* **EXERCISE DESCRIPTION**
Within the records below, how many lines hold the word "black"? Only the number should be returned.

··· MATERIAL PROVIDED ···

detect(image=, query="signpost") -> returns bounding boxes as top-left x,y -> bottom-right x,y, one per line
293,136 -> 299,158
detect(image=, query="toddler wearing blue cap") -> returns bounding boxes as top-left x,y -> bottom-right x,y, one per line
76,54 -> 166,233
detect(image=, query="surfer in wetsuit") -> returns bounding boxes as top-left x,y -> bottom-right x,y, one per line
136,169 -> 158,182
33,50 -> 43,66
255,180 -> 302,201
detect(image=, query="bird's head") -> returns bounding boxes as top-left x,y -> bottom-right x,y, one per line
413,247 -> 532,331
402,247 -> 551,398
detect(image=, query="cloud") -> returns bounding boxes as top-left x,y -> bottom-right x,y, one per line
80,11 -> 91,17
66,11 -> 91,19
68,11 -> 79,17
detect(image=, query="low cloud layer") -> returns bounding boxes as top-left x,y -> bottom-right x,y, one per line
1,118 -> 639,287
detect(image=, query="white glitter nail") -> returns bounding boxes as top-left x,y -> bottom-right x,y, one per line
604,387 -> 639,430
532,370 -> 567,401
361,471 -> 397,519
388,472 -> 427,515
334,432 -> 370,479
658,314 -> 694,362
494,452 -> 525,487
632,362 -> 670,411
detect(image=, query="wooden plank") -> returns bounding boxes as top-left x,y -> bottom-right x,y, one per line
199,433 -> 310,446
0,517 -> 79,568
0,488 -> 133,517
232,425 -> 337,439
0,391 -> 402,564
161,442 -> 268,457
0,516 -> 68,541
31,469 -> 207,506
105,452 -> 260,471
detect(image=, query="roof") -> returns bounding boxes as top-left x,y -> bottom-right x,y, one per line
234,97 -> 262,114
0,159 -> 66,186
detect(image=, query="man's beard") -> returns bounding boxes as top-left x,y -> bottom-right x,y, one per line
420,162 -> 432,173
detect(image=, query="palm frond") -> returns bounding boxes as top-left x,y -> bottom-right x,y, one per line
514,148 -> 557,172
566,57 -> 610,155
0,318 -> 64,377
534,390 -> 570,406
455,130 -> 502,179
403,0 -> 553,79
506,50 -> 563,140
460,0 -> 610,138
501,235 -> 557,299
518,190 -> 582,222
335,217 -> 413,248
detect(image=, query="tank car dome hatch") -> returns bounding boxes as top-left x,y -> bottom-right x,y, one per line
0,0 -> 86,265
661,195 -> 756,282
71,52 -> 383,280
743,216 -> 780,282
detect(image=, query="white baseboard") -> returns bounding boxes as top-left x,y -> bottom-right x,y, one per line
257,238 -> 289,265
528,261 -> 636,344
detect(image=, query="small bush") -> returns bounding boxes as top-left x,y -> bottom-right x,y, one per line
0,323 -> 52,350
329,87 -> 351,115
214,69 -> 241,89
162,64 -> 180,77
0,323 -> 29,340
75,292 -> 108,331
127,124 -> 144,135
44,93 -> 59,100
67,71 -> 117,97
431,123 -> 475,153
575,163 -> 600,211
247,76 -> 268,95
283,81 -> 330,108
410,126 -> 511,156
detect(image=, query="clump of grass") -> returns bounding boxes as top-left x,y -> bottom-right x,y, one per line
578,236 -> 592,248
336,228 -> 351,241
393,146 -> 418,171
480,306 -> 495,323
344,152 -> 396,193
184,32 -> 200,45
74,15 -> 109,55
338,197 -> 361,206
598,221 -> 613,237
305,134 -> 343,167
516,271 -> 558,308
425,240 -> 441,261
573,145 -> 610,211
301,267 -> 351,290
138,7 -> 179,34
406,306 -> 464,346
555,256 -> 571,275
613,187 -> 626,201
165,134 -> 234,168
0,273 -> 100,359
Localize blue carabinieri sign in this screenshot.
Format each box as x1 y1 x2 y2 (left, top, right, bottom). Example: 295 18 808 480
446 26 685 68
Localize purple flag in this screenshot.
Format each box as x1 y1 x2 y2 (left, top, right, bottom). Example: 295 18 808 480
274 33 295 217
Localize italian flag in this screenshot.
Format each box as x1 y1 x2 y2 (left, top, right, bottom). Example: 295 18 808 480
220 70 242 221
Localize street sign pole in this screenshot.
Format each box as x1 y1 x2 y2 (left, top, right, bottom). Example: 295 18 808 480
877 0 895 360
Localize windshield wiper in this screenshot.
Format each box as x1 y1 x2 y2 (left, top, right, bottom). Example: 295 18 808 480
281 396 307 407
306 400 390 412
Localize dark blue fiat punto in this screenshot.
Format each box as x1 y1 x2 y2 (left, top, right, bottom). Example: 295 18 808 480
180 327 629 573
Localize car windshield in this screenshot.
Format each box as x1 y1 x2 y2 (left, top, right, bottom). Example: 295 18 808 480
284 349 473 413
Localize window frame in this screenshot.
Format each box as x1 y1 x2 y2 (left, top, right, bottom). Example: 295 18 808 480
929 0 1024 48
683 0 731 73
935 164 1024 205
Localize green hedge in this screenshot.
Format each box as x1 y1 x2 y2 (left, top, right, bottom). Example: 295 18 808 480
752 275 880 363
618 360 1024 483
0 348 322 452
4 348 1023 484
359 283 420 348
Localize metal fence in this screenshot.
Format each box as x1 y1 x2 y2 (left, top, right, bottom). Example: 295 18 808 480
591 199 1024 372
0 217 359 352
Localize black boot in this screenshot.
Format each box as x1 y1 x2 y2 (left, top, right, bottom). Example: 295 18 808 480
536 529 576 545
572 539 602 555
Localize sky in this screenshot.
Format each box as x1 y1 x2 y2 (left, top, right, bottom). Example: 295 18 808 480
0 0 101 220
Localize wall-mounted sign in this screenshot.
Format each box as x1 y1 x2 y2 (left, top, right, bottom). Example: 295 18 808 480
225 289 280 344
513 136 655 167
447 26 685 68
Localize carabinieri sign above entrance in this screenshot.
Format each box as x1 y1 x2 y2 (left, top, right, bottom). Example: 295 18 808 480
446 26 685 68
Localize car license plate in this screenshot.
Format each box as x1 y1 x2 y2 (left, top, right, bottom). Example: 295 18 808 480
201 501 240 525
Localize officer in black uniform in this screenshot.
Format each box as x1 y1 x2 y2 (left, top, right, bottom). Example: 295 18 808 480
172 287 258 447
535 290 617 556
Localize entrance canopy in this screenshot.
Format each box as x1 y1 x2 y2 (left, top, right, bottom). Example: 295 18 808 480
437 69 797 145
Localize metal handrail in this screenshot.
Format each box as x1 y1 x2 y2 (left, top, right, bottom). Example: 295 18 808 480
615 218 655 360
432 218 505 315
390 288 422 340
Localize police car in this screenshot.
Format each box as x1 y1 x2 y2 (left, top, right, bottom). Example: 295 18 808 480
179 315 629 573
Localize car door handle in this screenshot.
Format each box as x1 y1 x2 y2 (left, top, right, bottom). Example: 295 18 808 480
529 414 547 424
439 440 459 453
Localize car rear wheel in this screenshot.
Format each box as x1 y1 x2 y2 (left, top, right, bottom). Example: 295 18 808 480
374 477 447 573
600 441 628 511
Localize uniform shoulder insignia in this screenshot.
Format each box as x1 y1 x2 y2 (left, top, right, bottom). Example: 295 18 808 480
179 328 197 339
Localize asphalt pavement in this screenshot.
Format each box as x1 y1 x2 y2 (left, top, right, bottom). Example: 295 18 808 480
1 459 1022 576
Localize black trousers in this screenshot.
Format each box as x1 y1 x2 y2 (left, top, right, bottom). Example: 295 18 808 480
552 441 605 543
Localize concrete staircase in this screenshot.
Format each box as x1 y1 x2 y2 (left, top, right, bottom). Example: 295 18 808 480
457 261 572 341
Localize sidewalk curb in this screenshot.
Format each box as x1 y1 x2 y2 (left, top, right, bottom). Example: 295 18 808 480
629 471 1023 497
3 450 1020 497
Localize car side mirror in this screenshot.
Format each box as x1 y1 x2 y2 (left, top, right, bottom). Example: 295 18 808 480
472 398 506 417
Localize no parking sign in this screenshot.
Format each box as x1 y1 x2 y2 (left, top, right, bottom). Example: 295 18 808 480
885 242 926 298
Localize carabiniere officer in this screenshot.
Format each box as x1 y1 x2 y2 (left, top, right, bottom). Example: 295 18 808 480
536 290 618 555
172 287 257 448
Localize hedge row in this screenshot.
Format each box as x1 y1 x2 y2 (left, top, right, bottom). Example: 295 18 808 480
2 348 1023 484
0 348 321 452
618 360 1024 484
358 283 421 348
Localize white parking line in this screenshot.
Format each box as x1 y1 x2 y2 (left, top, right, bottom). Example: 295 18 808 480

···

* **YOUR SOLUTION**
3